▸ Stated goal: Copy out the rows below, from the line containing "target: <item>white car</item>" through the line containing "[[[55,67],[55,64],[53,62],[47,62],[43,68],[44,71],[53,71]]]", reproducing both of those lines and everything between them without any change.

▸ Input for this task:
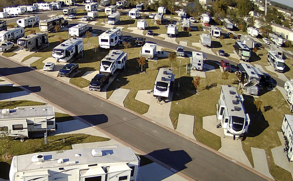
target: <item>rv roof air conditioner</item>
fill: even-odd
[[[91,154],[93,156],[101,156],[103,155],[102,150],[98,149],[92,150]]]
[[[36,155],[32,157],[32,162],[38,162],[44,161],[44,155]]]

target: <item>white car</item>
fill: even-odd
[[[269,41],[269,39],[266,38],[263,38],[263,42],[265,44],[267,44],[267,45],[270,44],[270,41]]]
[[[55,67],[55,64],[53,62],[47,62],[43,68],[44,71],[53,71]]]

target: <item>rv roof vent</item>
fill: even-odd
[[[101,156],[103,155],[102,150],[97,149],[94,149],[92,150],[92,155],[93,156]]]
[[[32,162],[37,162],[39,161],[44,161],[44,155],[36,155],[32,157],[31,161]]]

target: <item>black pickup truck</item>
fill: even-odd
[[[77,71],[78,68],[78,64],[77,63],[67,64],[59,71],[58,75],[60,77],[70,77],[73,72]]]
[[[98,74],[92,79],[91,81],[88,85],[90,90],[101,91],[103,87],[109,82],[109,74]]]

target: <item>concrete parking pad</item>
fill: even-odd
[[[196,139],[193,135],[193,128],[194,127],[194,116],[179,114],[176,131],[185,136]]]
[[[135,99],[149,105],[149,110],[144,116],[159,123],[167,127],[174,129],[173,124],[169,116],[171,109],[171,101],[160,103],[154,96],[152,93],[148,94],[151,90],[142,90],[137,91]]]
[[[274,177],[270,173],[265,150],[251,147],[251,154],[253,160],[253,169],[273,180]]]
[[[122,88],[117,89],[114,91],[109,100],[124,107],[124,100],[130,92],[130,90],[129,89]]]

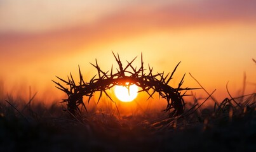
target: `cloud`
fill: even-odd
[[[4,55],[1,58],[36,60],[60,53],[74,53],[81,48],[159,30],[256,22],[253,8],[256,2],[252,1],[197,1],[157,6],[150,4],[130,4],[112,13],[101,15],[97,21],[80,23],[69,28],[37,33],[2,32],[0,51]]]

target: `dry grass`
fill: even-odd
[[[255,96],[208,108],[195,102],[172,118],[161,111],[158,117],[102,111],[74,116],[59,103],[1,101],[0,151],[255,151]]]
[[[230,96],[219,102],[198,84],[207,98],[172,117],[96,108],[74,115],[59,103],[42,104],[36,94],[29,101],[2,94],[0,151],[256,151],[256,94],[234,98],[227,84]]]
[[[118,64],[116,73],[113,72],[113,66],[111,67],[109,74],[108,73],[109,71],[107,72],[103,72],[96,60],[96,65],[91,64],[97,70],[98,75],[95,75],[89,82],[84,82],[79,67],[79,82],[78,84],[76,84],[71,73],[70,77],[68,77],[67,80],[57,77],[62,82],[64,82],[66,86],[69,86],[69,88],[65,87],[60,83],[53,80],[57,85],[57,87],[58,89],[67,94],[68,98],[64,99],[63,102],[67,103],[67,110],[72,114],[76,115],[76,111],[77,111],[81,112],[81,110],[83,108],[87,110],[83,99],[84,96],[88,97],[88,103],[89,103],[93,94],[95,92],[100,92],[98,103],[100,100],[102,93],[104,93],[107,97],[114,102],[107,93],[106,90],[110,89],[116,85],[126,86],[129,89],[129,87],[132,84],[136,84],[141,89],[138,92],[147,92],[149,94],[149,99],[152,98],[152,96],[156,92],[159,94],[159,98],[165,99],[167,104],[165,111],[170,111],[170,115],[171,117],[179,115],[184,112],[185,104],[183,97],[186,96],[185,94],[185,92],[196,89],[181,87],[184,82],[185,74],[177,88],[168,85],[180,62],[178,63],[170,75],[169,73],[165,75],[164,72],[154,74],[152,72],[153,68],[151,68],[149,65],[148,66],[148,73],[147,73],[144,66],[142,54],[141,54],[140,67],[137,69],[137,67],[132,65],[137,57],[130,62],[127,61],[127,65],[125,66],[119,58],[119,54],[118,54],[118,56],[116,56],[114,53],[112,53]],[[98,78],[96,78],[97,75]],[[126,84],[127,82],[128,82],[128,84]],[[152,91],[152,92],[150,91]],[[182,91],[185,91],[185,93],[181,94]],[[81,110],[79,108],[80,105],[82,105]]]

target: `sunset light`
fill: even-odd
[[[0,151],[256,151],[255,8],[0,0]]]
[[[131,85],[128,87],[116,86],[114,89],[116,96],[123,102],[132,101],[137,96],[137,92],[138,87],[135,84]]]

▸ Answer to the problem:
target: <item>white car</item>
fill: even-odd
[[[269,41],[269,39],[266,38],[263,38],[263,42],[265,44],[267,44],[267,45],[270,44],[270,41]]]
[[[55,67],[55,64],[53,62],[47,62],[43,68],[44,71],[53,71]]]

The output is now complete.